# Stored data
________________________

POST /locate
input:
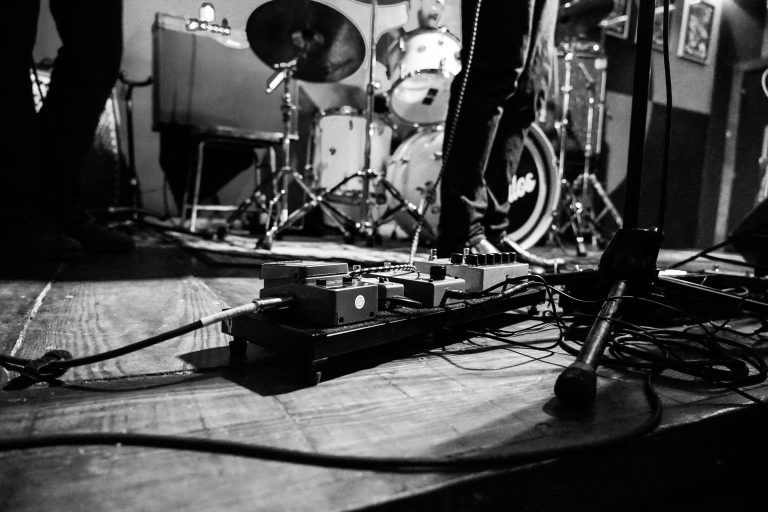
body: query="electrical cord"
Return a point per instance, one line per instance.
(54, 363)
(380, 464)
(450, 132)
(667, 119)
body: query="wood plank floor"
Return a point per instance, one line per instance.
(448, 401)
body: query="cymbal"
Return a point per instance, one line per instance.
(327, 46)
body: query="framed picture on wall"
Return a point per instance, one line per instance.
(698, 31)
(617, 22)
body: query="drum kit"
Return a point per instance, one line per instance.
(357, 182)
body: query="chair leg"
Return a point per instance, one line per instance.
(196, 193)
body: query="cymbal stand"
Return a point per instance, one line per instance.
(278, 219)
(367, 226)
(578, 197)
(348, 226)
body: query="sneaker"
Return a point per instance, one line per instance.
(525, 256)
(484, 247)
(40, 246)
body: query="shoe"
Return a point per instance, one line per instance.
(525, 256)
(36, 244)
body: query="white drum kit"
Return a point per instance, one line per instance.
(358, 182)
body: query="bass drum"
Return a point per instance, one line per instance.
(534, 190)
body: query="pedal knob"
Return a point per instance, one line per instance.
(437, 272)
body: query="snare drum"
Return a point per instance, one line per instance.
(422, 65)
(339, 148)
(533, 192)
(339, 151)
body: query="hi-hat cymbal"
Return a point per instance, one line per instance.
(326, 44)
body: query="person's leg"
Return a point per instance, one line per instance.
(19, 149)
(84, 73)
(496, 57)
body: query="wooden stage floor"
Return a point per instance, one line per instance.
(473, 395)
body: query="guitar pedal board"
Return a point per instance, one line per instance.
(336, 313)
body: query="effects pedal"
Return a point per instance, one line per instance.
(479, 271)
(427, 288)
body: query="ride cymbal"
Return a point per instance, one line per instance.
(328, 47)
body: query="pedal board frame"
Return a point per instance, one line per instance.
(319, 347)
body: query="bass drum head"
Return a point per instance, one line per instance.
(533, 193)
(534, 190)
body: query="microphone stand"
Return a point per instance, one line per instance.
(628, 264)
(629, 261)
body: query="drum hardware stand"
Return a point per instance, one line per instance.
(578, 197)
(368, 227)
(278, 219)
(628, 264)
(348, 226)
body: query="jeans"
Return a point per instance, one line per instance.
(46, 151)
(503, 88)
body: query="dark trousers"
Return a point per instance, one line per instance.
(45, 152)
(490, 112)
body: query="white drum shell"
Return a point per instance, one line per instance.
(422, 65)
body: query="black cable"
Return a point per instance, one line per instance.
(667, 120)
(718, 245)
(739, 263)
(381, 464)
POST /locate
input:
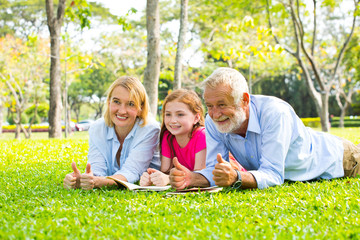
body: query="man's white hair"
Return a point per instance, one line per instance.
(229, 77)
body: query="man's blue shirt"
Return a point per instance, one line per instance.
(277, 146)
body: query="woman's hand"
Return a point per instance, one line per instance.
(87, 180)
(72, 180)
(145, 179)
(159, 178)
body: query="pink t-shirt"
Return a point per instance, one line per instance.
(186, 155)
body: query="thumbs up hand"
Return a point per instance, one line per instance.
(72, 180)
(179, 175)
(87, 180)
(224, 174)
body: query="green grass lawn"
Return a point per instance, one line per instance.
(34, 205)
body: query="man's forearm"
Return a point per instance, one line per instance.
(248, 180)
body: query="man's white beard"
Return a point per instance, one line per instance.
(233, 124)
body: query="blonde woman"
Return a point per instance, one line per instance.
(122, 143)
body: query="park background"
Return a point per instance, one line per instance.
(276, 46)
(283, 48)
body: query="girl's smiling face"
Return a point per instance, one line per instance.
(179, 120)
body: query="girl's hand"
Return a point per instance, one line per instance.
(145, 180)
(87, 180)
(159, 179)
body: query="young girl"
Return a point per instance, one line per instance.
(122, 144)
(182, 135)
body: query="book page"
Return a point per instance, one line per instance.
(195, 190)
(135, 187)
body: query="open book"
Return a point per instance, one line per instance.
(196, 190)
(134, 187)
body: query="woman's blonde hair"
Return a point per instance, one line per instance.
(137, 94)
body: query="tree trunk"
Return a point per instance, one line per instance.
(1, 115)
(324, 116)
(345, 106)
(321, 96)
(54, 25)
(152, 71)
(181, 43)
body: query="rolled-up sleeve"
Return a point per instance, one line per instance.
(214, 145)
(97, 160)
(140, 153)
(276, 138)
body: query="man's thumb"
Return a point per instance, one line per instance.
(151, 170)
(219, 158)
(88, 168)
(178, 165)
(75, 169)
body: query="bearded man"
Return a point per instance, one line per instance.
(266, 137)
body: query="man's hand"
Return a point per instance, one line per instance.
(87, 180)
(180, 176)
(224, 174)
(72, 180)
(159, 179)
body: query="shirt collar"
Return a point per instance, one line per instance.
(112, 134)
(253, 119)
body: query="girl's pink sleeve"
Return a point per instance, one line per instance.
(165, 148)
(200, 142)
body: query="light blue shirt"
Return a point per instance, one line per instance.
(138, 152)
(277, 146)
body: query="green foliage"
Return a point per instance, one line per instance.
(353, 121)
(34, 204)
(311, 122)
(24, 118)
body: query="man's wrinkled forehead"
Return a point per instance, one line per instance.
(219, 93)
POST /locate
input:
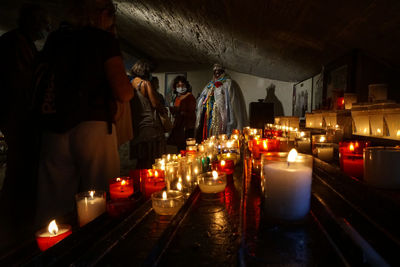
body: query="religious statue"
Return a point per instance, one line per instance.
(220, 106)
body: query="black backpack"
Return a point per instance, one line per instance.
(59, 101)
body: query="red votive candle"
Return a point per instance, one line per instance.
(121, 187)
(351, 157)
(152, 181)
(264, 145)
(227, 166)
(48, 237)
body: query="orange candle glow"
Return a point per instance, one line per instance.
(121, 187)
(48, 237)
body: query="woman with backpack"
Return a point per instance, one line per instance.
(149, 141)
(79, 142)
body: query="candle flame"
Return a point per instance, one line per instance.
(351, 147)
(292, 155)
(215, 174)
(265, 144)
(53, 228)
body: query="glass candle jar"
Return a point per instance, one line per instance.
(351, 157)
(287, 185)
(381, 167)
(324, 151)
(90, 205)
(121, 187)
(167, 202)
(212, 182)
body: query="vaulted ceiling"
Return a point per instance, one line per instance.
(287, 40)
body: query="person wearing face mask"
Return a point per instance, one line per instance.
(78, 113)
(184, 112)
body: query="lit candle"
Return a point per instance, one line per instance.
(381, 167)
(288, 188)
(212, 182)
(190, 142)
(226, 166)
(167, 202)
(48, 237)
(90, 205)
(351, 157)
(121, 187)
(325, 151)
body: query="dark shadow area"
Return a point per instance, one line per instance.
(272, 98)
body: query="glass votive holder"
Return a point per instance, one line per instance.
(303, 145)
(153, 181)
(191, 148)
(324, 151)
(212, 182)
(121, 187)
(90, 205)
(51, 235)
(229, 156)
(167, 202)
(263, 145)
(172, 174)
(190, 141)
(351, 157)
(318, 138)
(287, 186)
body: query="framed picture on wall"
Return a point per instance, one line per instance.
(169, 79)
(302, 98)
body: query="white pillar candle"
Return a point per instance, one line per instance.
(381, 167)
(325, 153)
(303, 145)
(288, 188)
(90, 205)
(212, 182)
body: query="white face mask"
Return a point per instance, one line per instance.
(181, 90)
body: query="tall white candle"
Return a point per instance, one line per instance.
(325, 153)
(90, 205)
(288, 189)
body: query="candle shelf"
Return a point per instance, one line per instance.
(350, 223)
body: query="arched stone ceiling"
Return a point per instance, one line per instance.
(287, 40)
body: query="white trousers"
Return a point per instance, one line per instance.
(82, 159)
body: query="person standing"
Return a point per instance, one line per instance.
(79, 141)
(18, 54)
(149, 141)
(184, 112)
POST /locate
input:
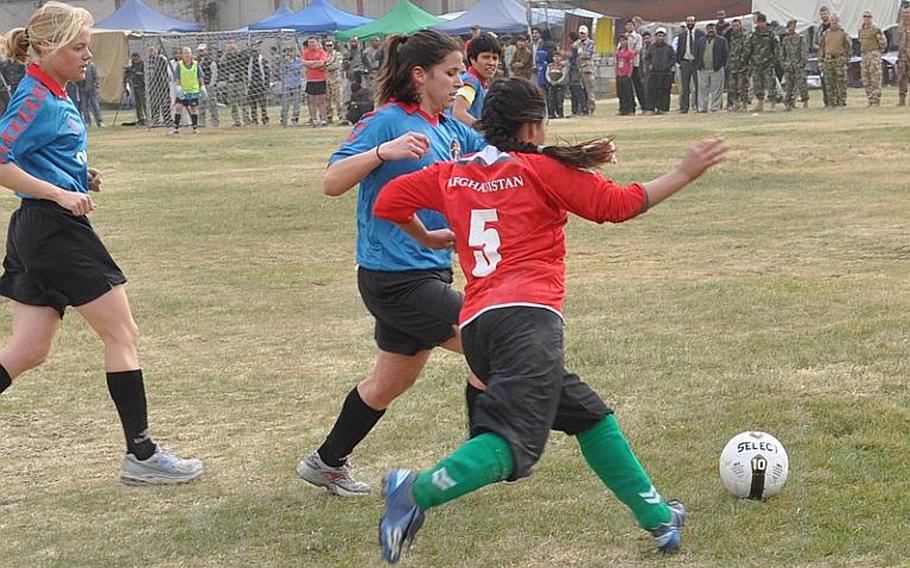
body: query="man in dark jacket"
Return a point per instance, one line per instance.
(685, 57)
(710, 61)
(661, 60)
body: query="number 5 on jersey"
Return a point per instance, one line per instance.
(485, 238)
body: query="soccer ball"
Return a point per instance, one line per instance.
(754, 465)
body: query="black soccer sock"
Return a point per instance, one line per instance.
(5, 379)
(128, 392)
(351, 427)
(470, 397)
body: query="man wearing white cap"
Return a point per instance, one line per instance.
(586, 65)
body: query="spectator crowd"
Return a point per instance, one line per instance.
(720, 66)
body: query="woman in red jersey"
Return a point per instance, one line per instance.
(507, 206)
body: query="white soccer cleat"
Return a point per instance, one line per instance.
(336, 480)
(164, 467)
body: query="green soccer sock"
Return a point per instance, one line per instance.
(609, 455)
(482, 460)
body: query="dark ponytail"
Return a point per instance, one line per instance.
(512, 102)
(403, 53)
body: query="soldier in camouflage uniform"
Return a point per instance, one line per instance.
(903, 64)
(334, 101)
(763, 52)
(794, 56)
(739, 66)
(871, 43)
(834, 53)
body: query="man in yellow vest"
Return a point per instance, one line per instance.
(189, 87)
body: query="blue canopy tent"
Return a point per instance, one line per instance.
(281, 12)
(506, 16)
(136, 16)
(319, 17)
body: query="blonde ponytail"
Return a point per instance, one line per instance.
(51, 27)
(16, 46)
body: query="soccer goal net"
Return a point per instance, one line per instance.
(247, 76)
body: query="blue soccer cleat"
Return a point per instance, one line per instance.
(401, 518)
(669, 535)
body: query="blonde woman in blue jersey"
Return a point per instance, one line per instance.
(405, 285)
(54, 258)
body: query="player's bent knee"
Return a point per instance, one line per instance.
(123, 337)
(30, 357)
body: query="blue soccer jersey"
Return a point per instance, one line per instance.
(43, 133)
(381, 245)
(473, 91)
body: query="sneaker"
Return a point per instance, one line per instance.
(401, 517)
(336, 480)
(668, 535)
(164, 467)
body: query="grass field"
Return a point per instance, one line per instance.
(774, 294)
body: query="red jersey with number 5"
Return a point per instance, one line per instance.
(508, 212)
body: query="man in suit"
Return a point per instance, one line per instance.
(685, 58)
(711, 61)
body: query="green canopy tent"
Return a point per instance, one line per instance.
(404, 18)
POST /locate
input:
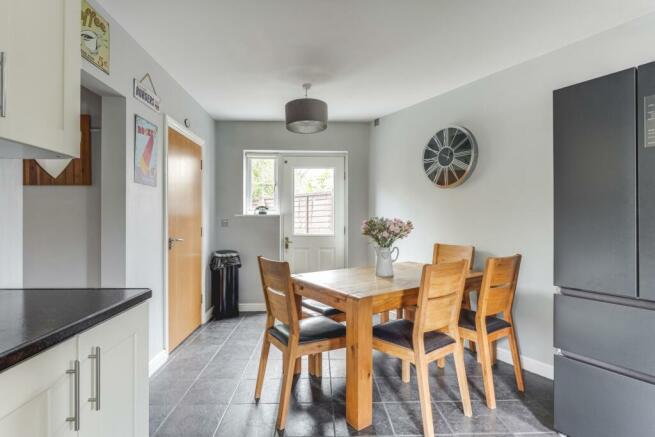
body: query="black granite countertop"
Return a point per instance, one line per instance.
(32, 320)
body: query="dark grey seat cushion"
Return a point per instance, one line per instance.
(400, 332)
(311, 329)
(467, 320)
(320, 308)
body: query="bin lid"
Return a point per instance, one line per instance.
(225, 258)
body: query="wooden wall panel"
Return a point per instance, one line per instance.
(78, 172)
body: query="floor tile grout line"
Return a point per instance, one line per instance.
(243, 372)
(443, 416)
(198, 377)
(384, 407)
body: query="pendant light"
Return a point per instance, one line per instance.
(306, 116)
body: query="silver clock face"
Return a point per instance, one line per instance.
(450, 156)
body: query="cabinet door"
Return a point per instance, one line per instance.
(595, 185)
(122, 386)
(41, 42)
(646, 165)
(38, 395)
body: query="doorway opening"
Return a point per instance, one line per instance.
(183, 194)
(309, 192)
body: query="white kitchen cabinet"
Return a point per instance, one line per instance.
(39, 78)
(123, 376)
(38, 395)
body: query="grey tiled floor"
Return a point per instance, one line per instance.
(207, 389)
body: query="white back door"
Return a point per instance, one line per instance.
(312, 206)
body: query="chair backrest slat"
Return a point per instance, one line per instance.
(499, 286)
(444, 253)
(440, 297)
(278, 291)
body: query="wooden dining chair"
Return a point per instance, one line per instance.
(313, 308)
(433, 334)
(294, 337)
(444, 253)
(484, 327)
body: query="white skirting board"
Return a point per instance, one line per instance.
(252, 307)
(158, 361)
(207, 315)
(529, 364)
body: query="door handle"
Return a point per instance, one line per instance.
(172, 241)
(96, 398)
(75, 371)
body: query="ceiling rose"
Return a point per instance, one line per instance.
(306, 116)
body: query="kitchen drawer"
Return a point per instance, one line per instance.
(612, 333)
(593, 402)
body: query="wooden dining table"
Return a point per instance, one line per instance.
(360, 294)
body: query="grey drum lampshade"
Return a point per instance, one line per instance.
(306, 116)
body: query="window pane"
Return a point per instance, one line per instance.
(313, 203)
(262, 183)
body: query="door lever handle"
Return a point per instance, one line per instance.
(172, 241)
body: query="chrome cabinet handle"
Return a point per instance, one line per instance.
(76, 407)
(3, 84)
(96, 398)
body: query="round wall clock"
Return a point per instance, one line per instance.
(450, 156)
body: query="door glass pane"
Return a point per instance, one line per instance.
(262, 183)
(313, 201)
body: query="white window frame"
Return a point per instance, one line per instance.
(247, 182)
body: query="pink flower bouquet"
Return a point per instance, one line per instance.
(386, 231)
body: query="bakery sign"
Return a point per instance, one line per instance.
(144, 91)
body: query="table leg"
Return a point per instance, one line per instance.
(359, 363)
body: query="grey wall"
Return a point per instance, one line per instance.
(506, 206)
(144, 205)
(61, 240)
(11, 223)
(253, 236)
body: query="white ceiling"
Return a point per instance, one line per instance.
(243, 59)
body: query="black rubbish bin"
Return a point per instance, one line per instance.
(225, 266)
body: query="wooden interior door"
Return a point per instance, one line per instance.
(184, 237)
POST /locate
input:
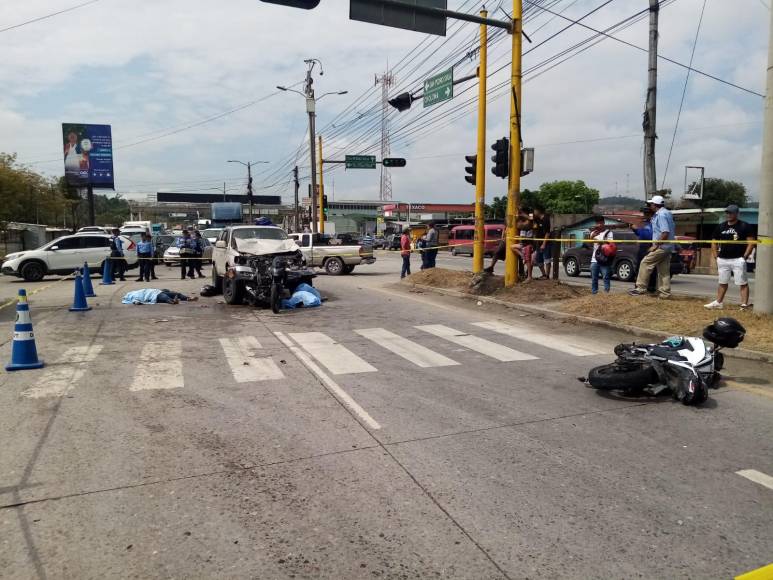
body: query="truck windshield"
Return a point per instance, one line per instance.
(260, 234)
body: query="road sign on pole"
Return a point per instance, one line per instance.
(360, 161)
(439, 88)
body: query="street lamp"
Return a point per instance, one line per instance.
(248, 165)
(311, 101)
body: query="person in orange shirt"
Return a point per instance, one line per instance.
(405, 252)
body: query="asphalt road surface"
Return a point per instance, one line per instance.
(387, 434)
(698, 285)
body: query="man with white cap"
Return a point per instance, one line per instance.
(659, 255)
(731, 257)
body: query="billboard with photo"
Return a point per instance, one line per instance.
(88, 155)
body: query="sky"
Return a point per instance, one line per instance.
(189, 84)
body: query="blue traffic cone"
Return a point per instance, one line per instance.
(88, 289)
(24, 354)
(107, 273)
(79, 303)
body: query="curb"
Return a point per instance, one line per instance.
(738, 353)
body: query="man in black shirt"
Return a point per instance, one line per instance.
(731, 257)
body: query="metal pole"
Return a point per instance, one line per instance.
(514, 185)
(321, 192)
(297, 210)
(480, 173)
(763, 299)
(92, 211)
(650, 134)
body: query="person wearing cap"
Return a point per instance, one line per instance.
(731, 257)
(658, 256)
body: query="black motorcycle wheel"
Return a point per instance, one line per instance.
(276, 298)
(698, 396)
(621, 377)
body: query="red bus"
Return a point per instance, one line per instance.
(461, 239)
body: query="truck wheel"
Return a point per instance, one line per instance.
(233, 291)
(334, 266)
(276, 298)
(217, 281)
(33, 271)
(572, 267)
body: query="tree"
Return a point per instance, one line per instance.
(567, 197)
(721, 193)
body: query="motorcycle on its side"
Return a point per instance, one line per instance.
(685, 365)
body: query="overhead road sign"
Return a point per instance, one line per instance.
(360, 161)
(439, 88)
(406, 14)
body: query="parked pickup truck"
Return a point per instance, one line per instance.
(322, 251)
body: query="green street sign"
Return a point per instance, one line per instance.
(439, 88)
(360, 161)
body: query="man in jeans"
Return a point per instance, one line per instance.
(405, 252)
(659, 255)
(731, 258)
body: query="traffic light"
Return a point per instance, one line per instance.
(393, 162)
(305, 4)
(501, 158)
(472, 169)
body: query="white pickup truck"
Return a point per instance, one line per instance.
(321, 251)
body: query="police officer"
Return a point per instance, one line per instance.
(145, 256)
(187, 251)
(117, 256)
(199, 247)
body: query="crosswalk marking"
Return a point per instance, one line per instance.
(481, 345)
(160, 366)
(61, 377)
(409, 350)
(241, 354)
(560, 342)
(338, 359)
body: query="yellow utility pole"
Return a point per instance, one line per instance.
(514, 185)
(321, 191)
(480, 172)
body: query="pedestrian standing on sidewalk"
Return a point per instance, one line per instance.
(187, 251)
(600, 263)
(659, 255)
(405, 252)
(731, 257)
(198, 260)
(144, 257)
(116, 255)
(431, 245)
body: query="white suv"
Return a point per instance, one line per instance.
(65, 254)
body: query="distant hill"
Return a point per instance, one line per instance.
(620, 202)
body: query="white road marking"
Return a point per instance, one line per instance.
(565, 343)
(241, 354)
(338, 359)
(481, 345)
(60, 378)
(409, 350)
(329, 383)
(160, 366)
(757, 477)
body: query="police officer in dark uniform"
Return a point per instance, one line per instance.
(117, 256)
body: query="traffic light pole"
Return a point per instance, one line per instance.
(480, 167)
(320, 203)
(514, 185)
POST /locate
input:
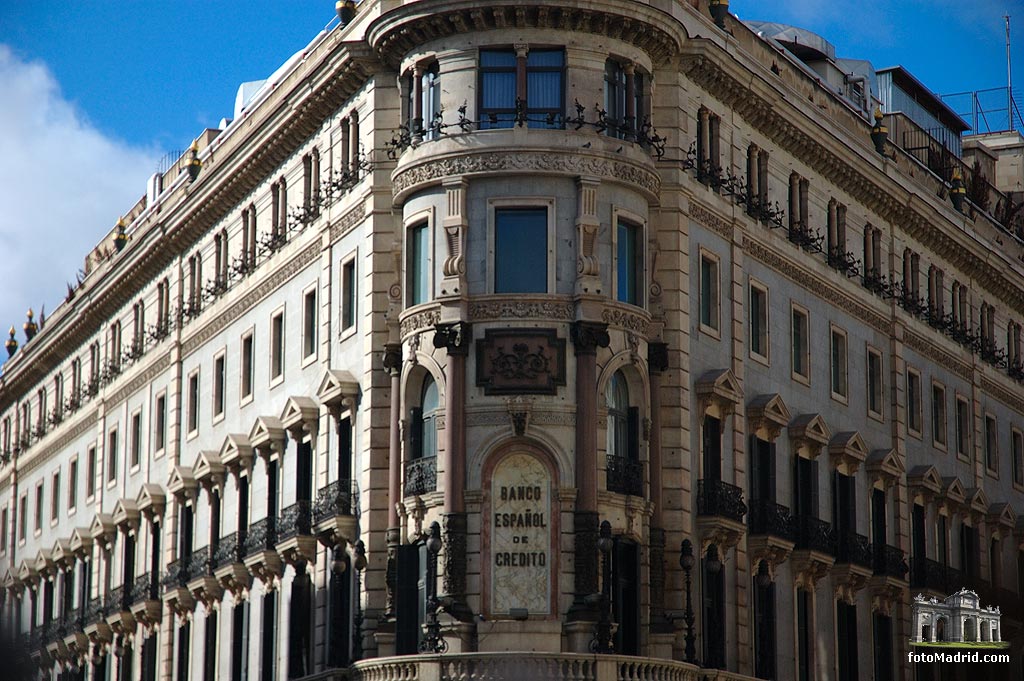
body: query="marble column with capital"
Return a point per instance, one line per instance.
(456, 338)
(587, 338)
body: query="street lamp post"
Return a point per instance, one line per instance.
(432, 639)
(686, 561)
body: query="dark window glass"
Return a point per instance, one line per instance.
(521, 250)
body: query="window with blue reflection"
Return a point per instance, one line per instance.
(418, 264)
(521, 250)
(630, 263)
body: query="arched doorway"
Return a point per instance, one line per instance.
(970, 629)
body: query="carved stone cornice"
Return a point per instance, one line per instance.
(397, 32)
(510, 161)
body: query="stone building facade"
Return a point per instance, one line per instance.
(617, 294)
(957, 619)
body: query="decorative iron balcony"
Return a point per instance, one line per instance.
(815, 535)
(143, 588)
(767, 517)
(890, 561)
(199, 564)
(295, 520)
(720, 499)
(228, 551)
(261, 536)
(625, 475)
(421, 475)
(93, 611)
(339, 498)
(854, 548)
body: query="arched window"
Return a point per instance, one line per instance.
(624, 471)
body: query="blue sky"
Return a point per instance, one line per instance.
(96, 91)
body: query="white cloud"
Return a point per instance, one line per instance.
(62, 185)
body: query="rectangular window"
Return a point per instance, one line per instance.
(192, 406)
(418, 263)
(991, 443)
(913, 401)
(963, 427)
(759, 322)
(876, 393)
(525, 87)
(709, 293)
(23, 517)
(276, 346)
(90, 473)
(348, 295)
(247, 366)
(801, 345)
(218, 385)
(136, 438)
(309, 324)
(160, 424)
(1017, 445)
(112, 456)
(938, 415)
(520, 250)
(38, 525)
(629, 254)
(839, 364)
(55, 497)
(73, 484)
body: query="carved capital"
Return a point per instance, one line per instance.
(455, 337)
(392, 358)
(588, 336)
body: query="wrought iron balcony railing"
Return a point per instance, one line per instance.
(720, 499)
(625, 475)
(339, 498)
(815, 535)
(890, 561)
(228, 550)
(295, 520)
(854, 548)
(767, 517)
(421, 475)
(261, 536)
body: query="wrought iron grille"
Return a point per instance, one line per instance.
(228, 551)
(854, 548)
(625, 475)
(815, 535)
(421, 475)
(339, 498)
(261, 536)
(890, 561)
(295, 520)
(767, 517)
(720, 499)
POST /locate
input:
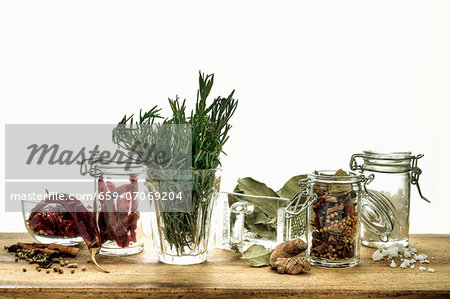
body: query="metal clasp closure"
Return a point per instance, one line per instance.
(415, 174)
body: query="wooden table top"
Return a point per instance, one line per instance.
(225, 275)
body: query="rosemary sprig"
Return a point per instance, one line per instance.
(210, 126)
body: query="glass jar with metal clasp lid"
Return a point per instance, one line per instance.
(388, 185)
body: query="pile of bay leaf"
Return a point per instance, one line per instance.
(263, 220)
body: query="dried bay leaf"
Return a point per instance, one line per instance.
(291, 189)
(257, 256)
(253, 187)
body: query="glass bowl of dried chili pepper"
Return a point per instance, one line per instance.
(119, 202)
(50, 223)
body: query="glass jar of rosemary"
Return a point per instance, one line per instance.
(389, 179)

________________________

Repeat exactly the lines starting at the line with "jar with metal" and ending with the final line of the entries. Include nothing else.

body: query="glass jar with metal clasp lid"
Return a point per instance, one line per instance.
(388, 185)
body: query="pile of bay leaf"
Return a point per instance, one line per instance.
(263, 220)
body: query="dried bay leaf"
Return a point per instance, one line per instance.
(291, 189)
(257, 256)
(253, 187)
body: query="glass bowl of dried chili pepper"
Return a point per instance, one line per instance.
(119, 202)
(50, 223)
body: query="glass jar of rosemary"
Return a point per instance, one line per instance.
(389, 179)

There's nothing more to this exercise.